## Извлеченный текст
9. Неизвестная классика

Конец 80-х — это время чтения. Сверхтиражи полуизвестных, полузапрещенных и запрещенных писателей выявили подлинную тягу к национальному самосознанию. Политика и экономика еще не подменили собой историческую и эстетичекую рефлексию. По-настоящему художественное на несколько лет стало массово востребованным. Повезло тем, кто в те годы уже умел читать.

10. Современный бестселлер.

Что угодно…

Никита Николаев

Идеальный детектив

Когда-то считалось, что детектив — несерьезный, массовый жанр литературы. Теперь часто говорят об обратном — хватит, мол, элитарного снобизма, не бывает плохих жанров, бывают плохие книги. Наверное, ошибка кроется в корне этих рассуждений. В действительности существуют только книги, жанры же — конструкт нашего сознания, созданный для удобства классификации книг. И инструмент этот совсем не универсален.

В разное время общепринятая система жанров претерпевала различные изменения. После томов ученых споров о том, можно ли роман «X и Y» отнести к тому или иному жанру, а писателя N — к тому или иному направлению, когда стало ясно, что конца этим дискуссиям нет и не будет, осталось сделать вполне очевидный вывод. Действительно, жанр книги определить тем проще, чем ближе она к массовой литературе. Можно до хрипоты спорить, признавать ли «Мертвые души» приключенческим романом, а «Братьев Карамазовых» — детективом, но вряд ли кто-то всерьез усомнится в том, что «Унесенные ветром» — это роман любовный, а «Убийство в восточном экспрессе» — детективный. Из этого, в свою очередь, следует другой не менее интересный вывод: мнение о том, что сюжет детектива должен быть неожиданным, оригинальным, — не более чем заблуждение. Идеальный детектив должен оставаться в жестких рамках канона, а любой выход за них влечет за собой сомнения в принадлежности к жанру.

Что это за канон? Какова схема правильного детектива? Насколько далеко можно от нее отойти? Какие бывают детективы? Как развивается детективный жанр сегодня?

## Записи
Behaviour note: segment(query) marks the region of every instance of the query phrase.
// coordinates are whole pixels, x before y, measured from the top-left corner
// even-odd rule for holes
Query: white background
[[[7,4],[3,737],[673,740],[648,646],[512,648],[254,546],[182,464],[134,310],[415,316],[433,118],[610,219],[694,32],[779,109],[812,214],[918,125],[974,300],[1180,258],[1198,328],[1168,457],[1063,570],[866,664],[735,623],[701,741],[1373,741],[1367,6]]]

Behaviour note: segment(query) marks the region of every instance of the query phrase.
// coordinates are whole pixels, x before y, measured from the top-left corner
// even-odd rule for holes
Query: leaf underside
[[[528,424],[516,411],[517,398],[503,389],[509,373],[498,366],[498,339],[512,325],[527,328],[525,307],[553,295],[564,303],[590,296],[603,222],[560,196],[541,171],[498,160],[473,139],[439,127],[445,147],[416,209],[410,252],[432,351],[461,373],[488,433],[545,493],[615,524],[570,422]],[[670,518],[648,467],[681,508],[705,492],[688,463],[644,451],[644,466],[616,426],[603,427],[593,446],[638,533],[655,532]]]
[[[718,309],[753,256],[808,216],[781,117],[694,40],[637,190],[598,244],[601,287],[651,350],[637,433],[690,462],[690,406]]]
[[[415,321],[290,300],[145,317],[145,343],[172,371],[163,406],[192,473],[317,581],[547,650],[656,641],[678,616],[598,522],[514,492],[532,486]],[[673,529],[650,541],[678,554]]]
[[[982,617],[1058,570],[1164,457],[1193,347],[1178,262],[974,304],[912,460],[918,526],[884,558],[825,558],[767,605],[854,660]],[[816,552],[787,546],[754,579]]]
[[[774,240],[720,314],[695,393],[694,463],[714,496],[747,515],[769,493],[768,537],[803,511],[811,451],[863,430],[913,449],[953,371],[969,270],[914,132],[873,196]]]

## Задания и упражнения
1. Перепишите из извлеченного текста отрывок от «Что угодно…» до «этот совсем не универсален.», подставив «порождение» вместо «конструкт».
2. Ответьте на вопросы по извлеченному тексту.
(а) Какое время названо в нем временем чтения?
(б) Какой роман приводится как тот, что бесспорно относится к любовным?
(в) В каких рамках, согласно тексту, должен оставаться идеальный детектив?
Опирайтесь исключительно на извлеченный текст.

## Итоговые ответы
1.
Что угодно…

Никита Николаев

Идеальный детектив

Когда-то считалось, что детектив — несерьезный, массовый жанр литературы. Теперь часто говорят об обратном — хватит, мол, элитарного снобизма, не бывает плохих жанров, бывают плохие книги. Наверное, ошибка кроется в корне этих рассуждений. В действительности существуют только книги, жанры же — порождение нашего сознания, созданный для удобства классификации книг. И инструмент этот совсем не универсален.

2.
(а) Конец 80-х.
(б) «Унесенные ветром».
(в) В жестких рамках канона.